— start Input rows —

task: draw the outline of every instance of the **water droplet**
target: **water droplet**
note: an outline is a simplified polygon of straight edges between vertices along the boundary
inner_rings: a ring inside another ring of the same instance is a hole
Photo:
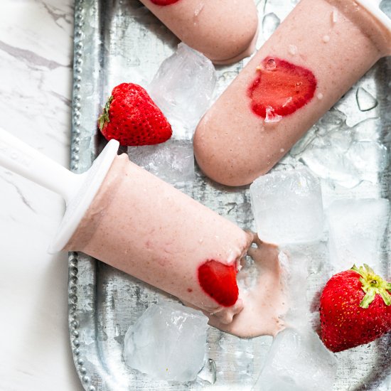
[[[368,112],[377,106],[377,101],[365,88],[359,87],[355,93],[357,105],[362,112]]]
[[[216,382],[216,364],[209,358],[200,370],[197,375],[197,379],[208,384],[215,384]]]
[[[201,11],[203,9],[204,5],[203,3],[201,3],[194,10],[194,16],[197,17],[200,14]]]
[[[333,23],[337,23],[338,20],[338,11],[336,8],[333,9],[331,12],[331,21]]]
[[[297,54],[297,46],[296,46],[295,45],[289,45],[289,49],[288,51],[292,55]]]
[[[279,17],[273,12],[267,14],[264,16],[262,20],[262,33],[264,39],[269,39],[270,36],[279,26],[279,23],[280,20]]]
[[[264,122],[267,124],[279,122],[282,116],[279,115],[274,112],[274,109],[272,106],[267,106],[266,107],[266,117]]]

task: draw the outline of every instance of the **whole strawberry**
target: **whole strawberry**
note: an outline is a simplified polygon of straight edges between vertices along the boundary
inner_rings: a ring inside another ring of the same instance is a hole
[[[114,88],[98,125],[107,140],[114,139],[124,146],[160,144],[172,134],[167,119],[148,92],[132,83]]]
[[[333,276],[321,296],[321,338],[333,352],[368,343],[391,330],[391,284],[368,265]]]

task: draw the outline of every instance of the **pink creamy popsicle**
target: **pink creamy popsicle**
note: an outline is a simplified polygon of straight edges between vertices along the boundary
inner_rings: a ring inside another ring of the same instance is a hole
[[[258,295],[240,293],[236,284],[237,271],[254,240],[252,234],[122,154],[114,158],[64,250],[85,252],[178,297],[202,309],[220,328],[244,336],[274,335],[282,326],[284,301],[276,254],[258,259],[268,262]],[[267,252],[266,245],[262,249]],[[269,296],[273,300],[266,299]],[[246,306],[245,316],[228,326]]]
[[[181,41],[218,64],[255,49],[254,0],[141,0]]]
[[[391,54],[391,23],[375,6],[301,0],[199,123],[194,152],[204,173],[251,183]]]

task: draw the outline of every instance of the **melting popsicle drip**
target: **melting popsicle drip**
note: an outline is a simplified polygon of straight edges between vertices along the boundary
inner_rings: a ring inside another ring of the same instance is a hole
[[[314,97],[314,73],[285,60],[267,57],[257,68],[257,76],[247,90],[252,112],[276,122],[278,117],[294,113]],[[279,118],[278,120],[281,119]]]

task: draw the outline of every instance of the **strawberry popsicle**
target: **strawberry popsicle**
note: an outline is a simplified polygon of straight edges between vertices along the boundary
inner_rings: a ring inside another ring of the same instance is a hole
[[[181,41],[213,63],[228,64],[255,49],[254,0],[141,0]]]
[[[66,250],[82,251],[230,323],[252,236],[116,156]]]
[[[130,162],[127,154],[118,156],[117,141],[110,140],[81,174],[1,129],[0,145],[0,166],[65,200],[52,252],[82,251],[176,296],[203,311],[210,324],[240,336],[275,335],[282,327],[286,300],[277,247]],[[259,270],[255,287],[244,289],[236,279],[247,250]]]
[[[204,115],[194,151],[229,186],[267,173],[381,57],[391,21],[367,0],[301,0]]]

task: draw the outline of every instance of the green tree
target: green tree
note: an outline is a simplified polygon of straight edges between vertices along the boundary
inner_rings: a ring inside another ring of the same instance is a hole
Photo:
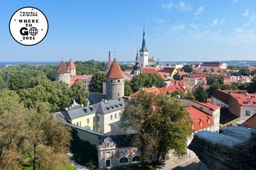
[[[154,125],[156,116],[154,115],[152,109],[153,100],[153,94],[142,91],[137,100],[132,100],[128,103],[121,117],[124,128],[132,128],[137,131],[132,142],[140,150],[142,169],[148,152],[153,152],[156,146],[156,127]]]
[[[187,73],[191,73],[193,71],[193,68],[191,65],[186,64],[184,65],[183,67],[182,67],[183,71]]]
[[[91,92],[102,93],[102,81],[105,79],[106,74],[97,72],[92,76],[89,84],[89,89]]]
[[[88,103],[88,91],[86,88],[80,83],[75,83],[71,86],[72,97],[80,104],[87,106]]]
[[[242,76],[249,76],[250,71],[247,68],[242,68],[239,70],[239,73],[241,74]]]
[[[194,101],[196,99],[195,96],[193,95],[193,92],[188,92],[186,94],[186,98]]]
[[[164,80],[159,76],[154,74],[139,74],[134,76],[131,80],[131,86],[133,92],[136,92],[143,87],[163,87]]]
[[[185,94],[181,91],[176,90],[171,93],[171,96],[176,97],[177,96],[179,96],[181,98],[185,98]]]
[[[207,98],[207,91],[204,89],[201,86],[199,86],[194,91],[193,91],[196,100],[201,102],[206,102]]]
[[[129,80],[124,81],[124,96],[129,96],[132,94],[131,84]]]

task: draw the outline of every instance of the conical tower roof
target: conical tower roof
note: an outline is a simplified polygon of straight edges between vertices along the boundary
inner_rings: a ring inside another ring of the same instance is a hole
[[[124,79],[124,74],[119,65],[117,60],[114,60],[110,70],[107,74],[107,79]]]
[[[68,67],[63,61],[61,61],[60,64],[58,66],[56,69],[56,73],[58,74],[69,73],[69,72],[68,71]]]
[[[68,62],[68,67],[69,68],[70,70],[76,69],[75,65],[71,59],[70,60],[70,61]]]

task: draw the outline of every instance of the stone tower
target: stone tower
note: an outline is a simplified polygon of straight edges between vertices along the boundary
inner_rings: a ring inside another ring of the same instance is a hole
[[[106,99],[114,99],[124,96],[124,74],[116,59],[107,74],[106,81]]]
[[[110,51],[109,51],[109,60],[108,60],[107,64],[105,65],[106,72],[107,72],[109,71],[109,69],[110,69],[111,64],[112,64],[112,62],[111,62],[111,59],[110,59]]]
[[[55,79],[58,81],[63,81],[70,85],[70,72],[63,61],[61,61],[57,67]]]
[[[149,64],[149,52],[146,47],[145,28],[143,28],[142,46],[139,50],[139,67],[146,67]]]
[[[76,75],[76,68],[74,62],[70,59],[68,64],[68,68],[69,69],[69,71],[70,72],[70,76],[75,76]]]

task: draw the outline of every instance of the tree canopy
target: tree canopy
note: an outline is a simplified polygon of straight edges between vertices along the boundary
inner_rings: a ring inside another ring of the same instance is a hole
[[[131,80],[131,86],[133,92],[144,87],[163,87],[164,80],[159,76],[150,73],[142,73],[134,76]]]
[[[142,164],[149,152],[157,150],[156,161],[165,161],[168,151],[186,153],[186,139],[191,134],[188,113],[174,98],[142,91],[125,108],[121,120],[124,128],[137,131],[133,142],[142,154]]]
[[[102,94],[102,81],[106,77],[106,74],[102,72],[95,74],[91,79],[89,84],[89,89],[91,92]]]

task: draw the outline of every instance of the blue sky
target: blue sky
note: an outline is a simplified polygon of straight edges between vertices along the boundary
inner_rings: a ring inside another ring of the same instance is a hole
[[[34,46],[12,39],[9,22],[31,6],[48,18]],[[0,2],[0,61],[132,61],[145,25],[149,57],[159,61],[256,60],[255,0],[86,0]]]

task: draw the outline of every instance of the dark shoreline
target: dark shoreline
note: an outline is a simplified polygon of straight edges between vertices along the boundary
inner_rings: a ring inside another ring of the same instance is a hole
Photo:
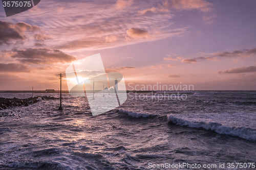
[[[12,108],[15,106],[28,106],[30,104],[36,103],[39,101],[38,98],[40,98],[41,100],[59,99],[59,98],[47,96],[30,97],[23,99],[19,99],[16,98],[12,99],[0,98],[0,110]]]

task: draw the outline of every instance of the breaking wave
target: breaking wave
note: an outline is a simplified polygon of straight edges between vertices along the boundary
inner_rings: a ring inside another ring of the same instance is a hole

— end Input rows —

## Task objective
Convert all of the data above into a numbered list of its lines, skipping blank lines and leaving out the pictures.

## Result of this exercise
1. task: draw the outline of every instance of the **water droplet**
2. target: **water droplet**
3. note: an outline is a simplified polygon of straight edges between vertices along the boundary
4. inner_rings: a ring inside another ring of the same instance is a hole
5. Photo:
6. [[[368,112],[377,106],[377,101],[365,88],[359,87],[355,93],[357,105],[362,112]]]
7. [[[216,382],[216,364],[209,358],[200,370],[197,375],[197,379],[208,384],[215,384]]]
8. [[[201,11],[203,9],[204,5],[203,3],[201,3],[194,10],[194,16],[197,17],[200,14]]]
9. [[[333,23],[337,23],[338,20],[338,11],[336,8],[333,9],[331,12],[331,21]]]
10. [[[297,54],[297,46],[296,46],[295,45],[289,45],[289,49],[288,51],[292,55]]]
11. [[[279,17],[273,12],[267,14],[264,16],[262,20],[262,33],[264,39],[269,39],[270,36],[279,26],[279,23],[280,20]]]
12. [[[264,122],[267,124],[279,122],[282,116],[279,115],[274,112],[274,109],[272,106],[267,106],[266,107],[266,117]]]
13. task: draw the outline of every instance of the **whole strawberry**
14. target: **whole strawberry**
15. note: an outline is a simplified polygon of straight edges between vertices along the boundary
16. inner_rings: a ring inside another ring of the same instance is a hole
17. [[[114,88],[98,125],[107,140],[114,139],[124,146],[160,144],[172,134],[167,119],[148,92],[132,83]]]
18. [[[333,276],[321,296],[321,338],[333,352],[368,343],[391,330],[391,284],[368,265]]]
19. task: draw the outline of every instance of the **pink creamy popsicle**
20. target: **pink creamy popsicle**
21. note: an outline is a simplified polygon of straight edges between vertices along the boundary
22. inner_rings: a ring inside another ring of the same instance is a hole
23. [[[258,295],[240,293],[236,284],[237,271],[254,240],[252,234],[122,154],[114,158],[64,250],[85,252],[178,297],[202,309],[220,328],[244,336],[274,335],[282,326],[284,301],[276,254],[258,259],[268,262]],[[267,252],[266,245],[262,249]],[[269,296],[273,300],[266,299]],[[246,306],[245,316],[228,326]]]
24. [[[181,41],[218,64],[255,49],[254,0],[141,0]]]
25. [[[391,54],[391,23],[375,6],[301,0],[199,123],[194,152],[204,173],[251,183]]]
26. task: draw the outline of every instance of the **melting popsicle drip**
27. target: **melting popsicle drip**
28. note: an outline is a simplified polygon of straight edges between vertices along the boundary
29. inner_rings: a ring inside another ring of the same instance is a hole
30. [[[314,97],[314,73],[285,60],[267,57],[257,68],[257,76],[247,90],[252,112],[276,122],[278,117],[294,113]],[[279,118],[278,120],[281,119]]]
31. task: draw the outline of every instance of the **strawberry popsicle**
32. target: **strawberry popsicle**
33. note: an outline is a simplified polygon of straight edges between vertices along the boundary
34. inner_rings: a ring inside another ring of the same instance is a hole
35. [[[181,41],[213,63],[228,64],[255,49],[254,0],[141,0]]]
36. [[[66,250],[82,251],[230,323],[252,236],[116,156]]]
37. [[[130,162],[127,154],[118,156],[117,141],[110,140],[81,174],[1,129],[0,145],[0,166],[65,200],[52,252],[82,251],[176,296],[203,311],[210,324],[240,336],[275,335],[282,327],[286,300],[277,247]],[[259,270],[255,287],[244,289],[236,279],[247,250]]]
38. [[[204,115],[194,151],[229,186],[267,173],[381,57],[391,21],[367,0],[301,0]]]
39. task: draw the outline of every instance of the green tree
40. target: green tree
41. note: an outline is a simplified polygon of straight edges between vertices along the boundary
42. inner_rings: a ring inside another ring of the same instance is a hole
43. Photo:
44. [[[154,125],[156,116],[154,115],[152,109],[153,100],[153,94],[142,91],[137,100],[132,100],[128,103],[121,117],[124,128],[132,128],[137,131],[132,142],[140,150],[142,169],[148,152],[153,152],[156,146],[156,127]]]
45. [[[187,73],[191,73],[193,71],[193,68],[191,65],[186,64],[184,65],[183,67],[182,67],[183,71]]]
46. [[[91,92],[102,93],[102,81],[105,79],[106,74],[97,72],[92,76],[89,84],[89,89]]]
47. [[[88,103],[88,91],[86,88],[80,83],[75,83],[71,86],[72,97],[80,104],[87,106]]]
48. [[[242,76],[249,76],[250,71],[247,68],[242,68],[239,70],[239,73],[241,74]]]
49. [[[194,101],[196,99],[195,96],[193,95],[193,92],[188,92],[186,94],[186,98]]]
50. [[[164,80],[159,76],[154,74],[139,74],[134,76],[131,80],[131,86],[133,92],[136,92],[143,87],[163,87]]]
51. [[[185,94],[181,91],[176,90],[171,93],[171,96],[176,97],[177,96],[179,96],[181,98],[185,98]]]
52. [[[207,98],[207,91],[204,89],[201,86],[199,86],[194,91],[193,91],[196,100],[201,102],[206,102]]]
53. [[[129,80],[124,81],[124,96],[129,96],[132,94],[131,84]]]
54. task: draw the outline of every instance of the conical tower roof
55. target: conical tower roof
56. note: an outline is a simplified polygon of straight edges between vertices along the boundary
57. inner_rings: a ring inside another ring of the same instance is a hole
58. [[[124,79],[124,74],[119,65],[117,60],[114,60],[110,70],[107,74],[107,79]]]
59. [[[68,67],[63,61],[61,61],[60,64],[58,66],[56,69],[56,73],[58,74],[69,73],[69,72],[68,71]]]
60. [[[68,62],[68,67],[69,68],[70,70],[76,69],[75,65],[71,59],[70,60],[70,61]]]
61. task: draw the outline of every instance of the stone tower
62. target: stone tower
63. note: an outline is a simplified polygon of straight edges between vertices along the boundary
64. inner_rings: a ring inside another ring of the same instance is a hole
65. [[[106,99],[114,99],[124,96],[124,74],[116,59],[107,74],[106,81]]]
66. [[[110,51],[109,51],[109,60],[108,60],[107,64],[105,65],[106,72],[107,72],[109,71],[109,69],[110,69],[111,64],[112,64],[112,62],[111,62],[111,59],[110,59]]]
67. [[[55,79],[58,81],[63,81],[70,85],[70,72],[63,61],[61,61],[57,67]]]
68. [[[149,64],[149,52],[146,47],[145,28],[143,28],[142,46],[139,50],[139,67],[146,67]]]
69. [[[76,75],[76,68],[74,62],[70,59],[68,64],[68,68],[69,69],[69,71],[70,72],[70,76],[75,76]]]
70. task: draw the outline of every instance of the tree canopy
71. target: tree canopy
72. note: an outline is a simplified polygon of straight edges between vertices along the boundary
73. inner_rings: a ring inside another ring of the same instance is a hole
74. [[[131,80],[131,86],[133,92],[144,87],[163,87],[164,80],[159,76],[150,73],[142,73],[134,76]]]
75. [[[142,164],[149,152],[157,150],[156,161],[165,161],[168,151],[186,153],[186,139],[191,134],[188,113],[174,98],[142,91],[125,108],[121,120],[124,128],[137,131],[133,142],[142,154]]]
76. [[[102,94],[102,81],[106,77],[106,74],[102,72],[95,74],[91,79],[89,84],[89,89],[91,92]]]
77. task: draw the outline of every instance of the blue sky
78. target: blue sky
79. note: an outline is a simplified polygon of straight edges between vertices along the boundary
80. inner_rings: a ring inside another ring of the same instance is a hole
81. [[[34,46],[12,39],[9,22],[31,6],[48,18]],[[0,2],[0,61],[132,61],[145,25],[149,57],[159,61],[256,60],[255,0],[86,0]]]
82. task: draw the outline of every instance of the dark shoreline
83. target: dark shoreline
84. note: an outline is a simplified polygon of straight edges between vertices along the boundary
85. inner_rings: a ring inside another ring of the same instance is a hole
86. Photo:
87. [[[12,108],[15,106],[28,106],[30,104],[36,103],[39,101],[38,98],[40,98],[41,100],[59,99],[59,98],[47,96],[30,97],[23,99],[19,99],[16,98],[12,99],[0,98],[0,110]]]
88. task: draw the outline of every instance of the breaking wave
89. target: breaking wave
90. note: an outline is a simplified polygon of straight edges between vertices along the boundary
91. inner_rings: a ring inside another ring of the same instance is a hole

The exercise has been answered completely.